### WHAT IS EXPECTED
In the part of the items below that opens with the line containing "the white collar" and closes at the end of the items, change "sousaphone" to "tuba" and reproduce those lines with nothing else altered. Omit the pictures from your answer.

··· PROVIDED DATA ···

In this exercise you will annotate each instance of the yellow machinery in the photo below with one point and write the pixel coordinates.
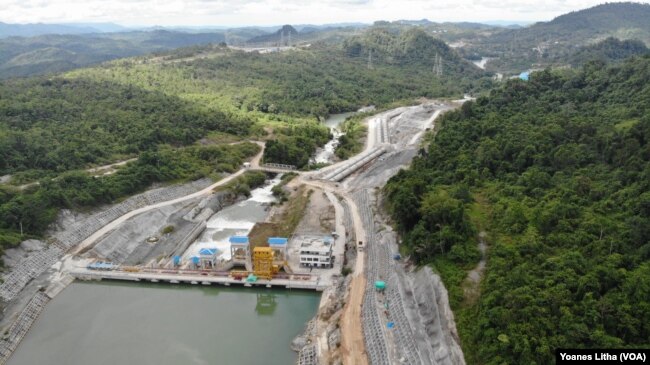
(263, 266)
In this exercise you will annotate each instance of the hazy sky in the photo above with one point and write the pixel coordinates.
(272, 12)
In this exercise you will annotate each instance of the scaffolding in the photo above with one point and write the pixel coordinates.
(263, 266)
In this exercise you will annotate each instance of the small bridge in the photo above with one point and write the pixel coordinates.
(275, 167)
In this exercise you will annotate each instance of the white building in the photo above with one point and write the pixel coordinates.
(316, 252)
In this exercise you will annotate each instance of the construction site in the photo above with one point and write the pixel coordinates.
(374, 308)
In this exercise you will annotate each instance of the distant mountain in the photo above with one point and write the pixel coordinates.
(548, 43)
(31, 30)
(610, 50)
(45, 54)
(281, 36)
(409, 47)
(101, 27)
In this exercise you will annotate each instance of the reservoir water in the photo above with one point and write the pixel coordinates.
(121, 323)
(138, 323)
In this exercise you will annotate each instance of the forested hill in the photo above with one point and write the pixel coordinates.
(557, 172)
(407, 48)
(57, 125)
(53, 53)
(548, 43)
(317, 80)
(609, 50)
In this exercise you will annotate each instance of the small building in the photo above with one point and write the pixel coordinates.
(208, 257)
(317, 252)
(279, 246)
(239, 249)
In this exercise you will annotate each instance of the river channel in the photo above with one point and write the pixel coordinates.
(124, 323)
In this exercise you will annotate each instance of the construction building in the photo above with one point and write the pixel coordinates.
(240, 250)
(316, 251)
(208, 257)
(279, 246)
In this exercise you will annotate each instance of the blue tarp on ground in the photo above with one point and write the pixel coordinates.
(208, 251)
(238, 239)
(277, 241)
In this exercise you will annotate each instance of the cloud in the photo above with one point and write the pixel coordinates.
(264, 12)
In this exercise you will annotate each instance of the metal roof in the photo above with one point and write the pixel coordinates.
(277, 241)
(238, 239)
(208, 251)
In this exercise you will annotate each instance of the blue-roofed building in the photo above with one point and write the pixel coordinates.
(279, 246)
(208, 251)
(277, 241)
(239, 239)
(239, 249)
(208, 257)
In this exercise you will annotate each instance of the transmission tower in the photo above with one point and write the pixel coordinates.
(437, 65)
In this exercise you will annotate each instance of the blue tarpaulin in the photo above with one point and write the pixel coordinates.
(238, 239)
(277, 241)
(208, 251)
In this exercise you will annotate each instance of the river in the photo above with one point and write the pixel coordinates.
(122, 323)
(326, 154)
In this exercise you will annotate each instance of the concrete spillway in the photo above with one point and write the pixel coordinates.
(356, 163)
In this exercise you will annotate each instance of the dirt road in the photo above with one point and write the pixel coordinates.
(112, 225)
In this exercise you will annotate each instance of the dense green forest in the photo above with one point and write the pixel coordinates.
(156, 106)
(609, 50)
(290, 91)
(35, 208)
(553, 43)
(54, 125)
(557, 172)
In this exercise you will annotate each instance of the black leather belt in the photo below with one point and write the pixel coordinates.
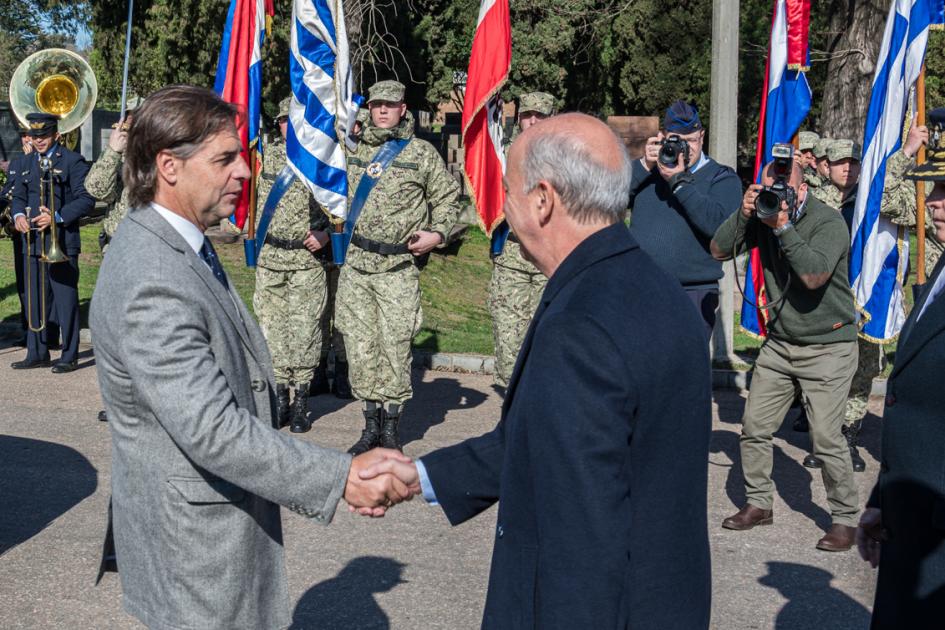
(284, 243)
(377, 247)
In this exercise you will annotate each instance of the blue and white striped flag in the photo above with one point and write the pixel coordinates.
(323, 104)
(879, 253)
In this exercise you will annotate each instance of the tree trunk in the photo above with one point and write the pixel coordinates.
(856, 34)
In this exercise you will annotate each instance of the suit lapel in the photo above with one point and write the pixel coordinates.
(914, 333)
(154, 222)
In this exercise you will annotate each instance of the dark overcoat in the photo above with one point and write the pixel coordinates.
(599, 461)
(910, 491)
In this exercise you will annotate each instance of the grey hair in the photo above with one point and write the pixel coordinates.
(591, 191)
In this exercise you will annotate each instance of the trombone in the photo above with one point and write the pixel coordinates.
(49, 256)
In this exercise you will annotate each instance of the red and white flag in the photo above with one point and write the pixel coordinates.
(489, 65)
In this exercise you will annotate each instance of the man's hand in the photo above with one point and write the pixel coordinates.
(118, 140)
(315, 241)
(422, 242)
(400, 467)
(917, 138)
(43, 219)
(667, 172)
(651, 153)
(373, 496)
(21, 224)
(869, 535)
(748, 201)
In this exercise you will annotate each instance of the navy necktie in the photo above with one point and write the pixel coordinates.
(209, 256)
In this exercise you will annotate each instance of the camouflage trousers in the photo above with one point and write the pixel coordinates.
(869, 366)
(513, 299)
(289, 306)
(379, 314)
(331, 336)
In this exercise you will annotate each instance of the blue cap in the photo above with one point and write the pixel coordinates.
(681, 117)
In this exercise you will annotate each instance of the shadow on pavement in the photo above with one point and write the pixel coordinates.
(812, 601)
(41, 482)
(432, 401)
(346, 602)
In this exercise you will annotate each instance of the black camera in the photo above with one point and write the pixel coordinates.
(768, 202)
(670, 150)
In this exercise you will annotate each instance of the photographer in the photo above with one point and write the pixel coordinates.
(804, 246)
(679, 197)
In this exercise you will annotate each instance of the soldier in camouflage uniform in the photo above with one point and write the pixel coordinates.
(517, 284)
(291, 288)
(104, 179)
(411, 210)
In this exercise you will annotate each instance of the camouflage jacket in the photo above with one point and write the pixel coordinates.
(295, 215)
(105, 184)
(415, 193)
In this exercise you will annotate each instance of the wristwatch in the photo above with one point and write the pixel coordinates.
(781, 230)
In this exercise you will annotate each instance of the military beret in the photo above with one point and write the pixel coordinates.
(42, 124)
(390, 91)
(806, 140)
(284, 108)
(844, 150)
(540, 102)
(934, 167)
(682, 117)
(821, 146)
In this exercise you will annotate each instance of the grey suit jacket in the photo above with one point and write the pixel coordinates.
(197, 468)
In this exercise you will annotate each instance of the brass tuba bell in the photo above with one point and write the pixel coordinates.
(54, 81)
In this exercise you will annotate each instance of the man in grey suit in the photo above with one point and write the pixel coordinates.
(197, 466)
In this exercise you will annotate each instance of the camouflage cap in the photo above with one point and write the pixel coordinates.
(934, 168)
(540, 102)
(284, 108)
(844, 150)
(821, 146)
(806, 140)
(390, 91)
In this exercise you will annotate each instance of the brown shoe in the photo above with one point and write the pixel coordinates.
(838, 538)
(748, 517)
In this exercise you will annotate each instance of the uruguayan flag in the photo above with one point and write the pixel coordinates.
(323, 105)
(879, 254)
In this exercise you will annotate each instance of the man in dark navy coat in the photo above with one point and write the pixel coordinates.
(67, 170)
(902, 529)
(599, 462)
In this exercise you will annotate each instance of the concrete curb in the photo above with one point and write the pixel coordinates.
(738, 380)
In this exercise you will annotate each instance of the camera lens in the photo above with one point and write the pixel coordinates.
(767, 204)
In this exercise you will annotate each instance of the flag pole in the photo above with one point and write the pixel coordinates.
(920, 186)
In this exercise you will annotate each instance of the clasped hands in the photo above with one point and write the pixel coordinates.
(380, 479)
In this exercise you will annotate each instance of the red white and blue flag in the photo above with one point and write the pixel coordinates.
(786, 102)
(239, 77)
(489, 64)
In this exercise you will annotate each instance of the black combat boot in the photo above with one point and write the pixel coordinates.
(373, 412)
(342, 386)
(389, 435)
(851, 432)
(300, 419)
(320, 384)
(282, 405)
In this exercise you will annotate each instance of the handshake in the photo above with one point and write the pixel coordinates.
(380, 479)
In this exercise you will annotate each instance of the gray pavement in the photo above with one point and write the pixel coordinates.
(410, 569)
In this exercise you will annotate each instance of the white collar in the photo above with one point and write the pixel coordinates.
(185, 228)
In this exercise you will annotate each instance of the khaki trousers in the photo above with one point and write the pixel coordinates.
(824, 373)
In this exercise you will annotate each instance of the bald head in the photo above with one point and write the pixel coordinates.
(582, 160)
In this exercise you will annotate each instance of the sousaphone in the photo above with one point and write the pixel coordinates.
(54, 81)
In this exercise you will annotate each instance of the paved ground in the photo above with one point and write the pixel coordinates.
(409, 570)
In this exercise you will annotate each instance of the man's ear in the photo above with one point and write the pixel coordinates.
(545, 200)
(168, 166)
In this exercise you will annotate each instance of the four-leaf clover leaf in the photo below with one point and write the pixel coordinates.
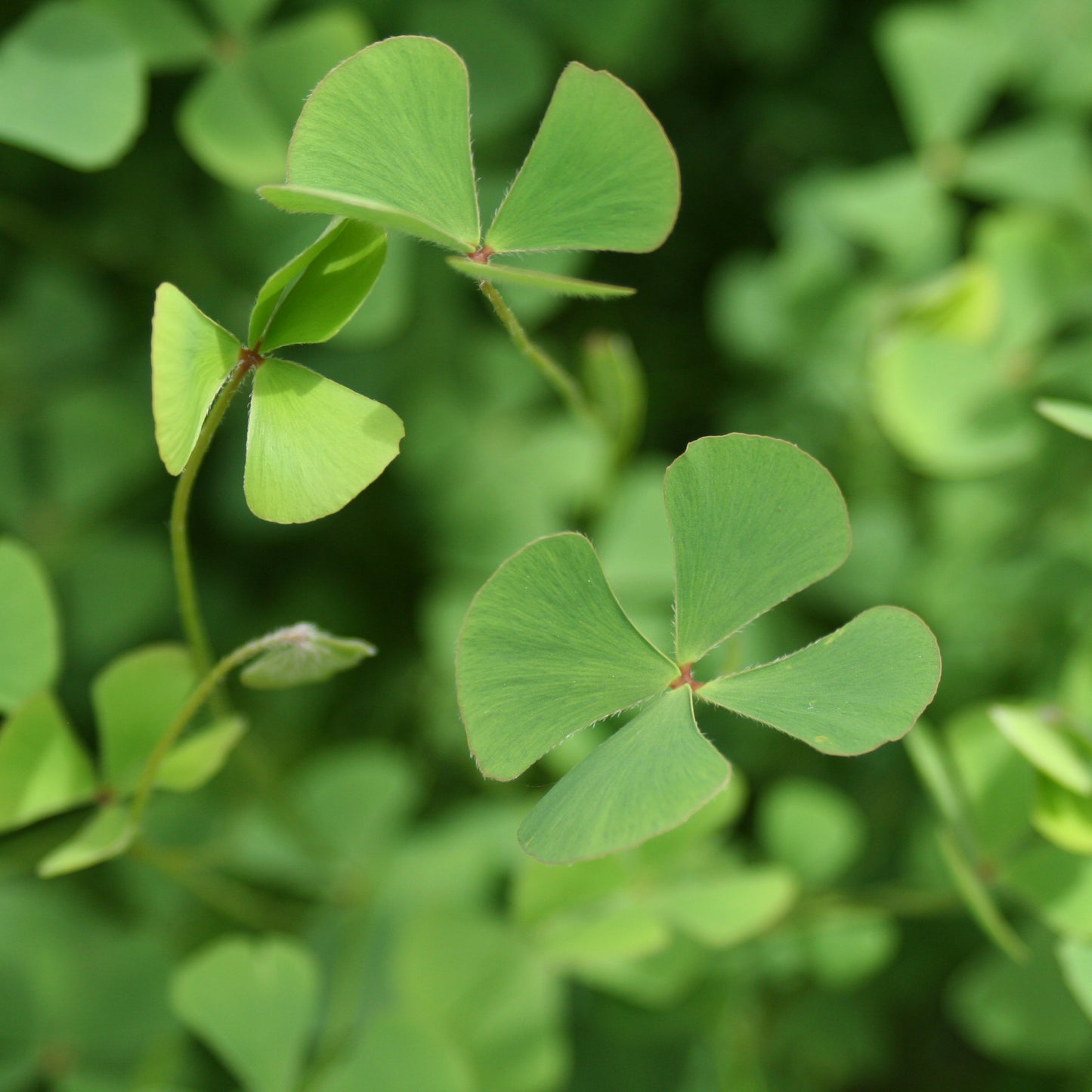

···

### EXERCISE ANSWER
In this exercise you will annotate each instance of the white collar in the photo above with one point and write the pixel coordinates.
(185, 228)
In this exercise you will annotate each instance of the khaki trousers in the photo above with one point and write the pixel coordinates.
(824, 373)
In this exercise you will annotate each instance of the bald head in the photo above with one point and write the pixel coordinates.
(582, 160)
In this exercise you will annotate each instance of the tuba in the photo above with one point and write the pixel coordinates.
(54, 81)
In this exercise you will annotate each instance of the paved ground in the photo above with one point and write the pixel coordinates.
(409, 570)
In this exercise you will annotate each instance of the man's ear in the photo above with one point and write the pixel coordinates.
(545, 200)
(168, 166)
In this exercise you will annotate each instance of the four-leaf clover leaf in the photo below with one point and write the pixel coordinates.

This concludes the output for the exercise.